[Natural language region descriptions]
======

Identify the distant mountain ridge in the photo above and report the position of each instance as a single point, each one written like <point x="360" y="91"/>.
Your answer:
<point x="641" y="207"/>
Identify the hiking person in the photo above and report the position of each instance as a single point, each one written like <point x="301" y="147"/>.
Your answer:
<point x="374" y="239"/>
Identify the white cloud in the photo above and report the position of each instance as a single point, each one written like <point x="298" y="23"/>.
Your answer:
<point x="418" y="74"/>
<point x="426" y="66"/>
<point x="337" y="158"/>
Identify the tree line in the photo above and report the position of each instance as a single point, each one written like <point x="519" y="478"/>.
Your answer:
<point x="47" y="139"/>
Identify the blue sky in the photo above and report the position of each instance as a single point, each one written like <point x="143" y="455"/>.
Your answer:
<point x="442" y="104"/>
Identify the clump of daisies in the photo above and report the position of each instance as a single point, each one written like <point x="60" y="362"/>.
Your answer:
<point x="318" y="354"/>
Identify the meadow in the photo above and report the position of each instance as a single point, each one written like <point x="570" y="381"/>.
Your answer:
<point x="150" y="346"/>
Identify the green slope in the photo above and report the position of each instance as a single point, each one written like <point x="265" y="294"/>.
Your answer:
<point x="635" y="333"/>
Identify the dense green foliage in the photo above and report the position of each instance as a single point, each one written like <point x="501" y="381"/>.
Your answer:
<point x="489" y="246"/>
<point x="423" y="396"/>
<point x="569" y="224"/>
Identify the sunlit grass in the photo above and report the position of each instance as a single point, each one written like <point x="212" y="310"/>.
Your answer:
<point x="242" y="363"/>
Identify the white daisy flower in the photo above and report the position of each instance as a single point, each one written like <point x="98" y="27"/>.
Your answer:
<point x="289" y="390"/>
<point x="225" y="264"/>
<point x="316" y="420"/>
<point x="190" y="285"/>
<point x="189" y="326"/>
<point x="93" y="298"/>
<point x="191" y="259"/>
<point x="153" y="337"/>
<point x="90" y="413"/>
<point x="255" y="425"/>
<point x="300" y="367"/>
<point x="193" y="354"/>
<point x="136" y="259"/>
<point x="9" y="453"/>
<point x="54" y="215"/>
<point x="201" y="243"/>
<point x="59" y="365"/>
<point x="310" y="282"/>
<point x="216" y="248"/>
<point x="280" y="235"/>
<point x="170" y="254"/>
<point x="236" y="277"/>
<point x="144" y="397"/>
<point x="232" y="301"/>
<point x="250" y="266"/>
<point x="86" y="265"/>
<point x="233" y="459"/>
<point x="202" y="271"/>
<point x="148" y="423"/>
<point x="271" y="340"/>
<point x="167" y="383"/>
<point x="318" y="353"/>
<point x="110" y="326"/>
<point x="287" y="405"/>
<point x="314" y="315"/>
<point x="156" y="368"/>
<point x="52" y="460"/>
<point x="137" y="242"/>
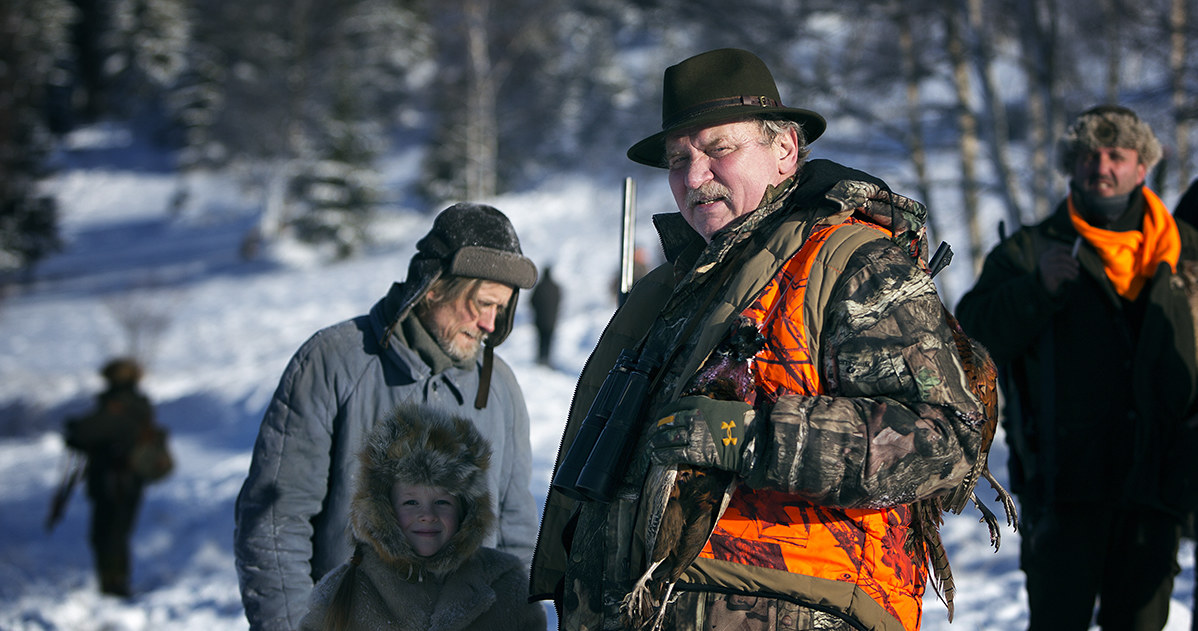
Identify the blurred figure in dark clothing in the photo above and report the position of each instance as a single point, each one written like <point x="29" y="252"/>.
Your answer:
<point x="546" y="301"/>
<point x="1187" y="206"/>
<point x="107" y="437"/>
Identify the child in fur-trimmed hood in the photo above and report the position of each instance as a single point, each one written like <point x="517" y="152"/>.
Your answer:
<point x="424" y="478"/>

======

» **TASK TO COMPLETE**
Return every line above in which the string "green" occurs.

» **SOLVED EXERCISE**
Identify the green slope in the photo above and report the position of each instance as a single point, each one written like <point x="265" y="294"/>.
Identify the dense green foliage in the photo above and report the position of each instance as a single point, each one written like <point x="501" y="381"/>.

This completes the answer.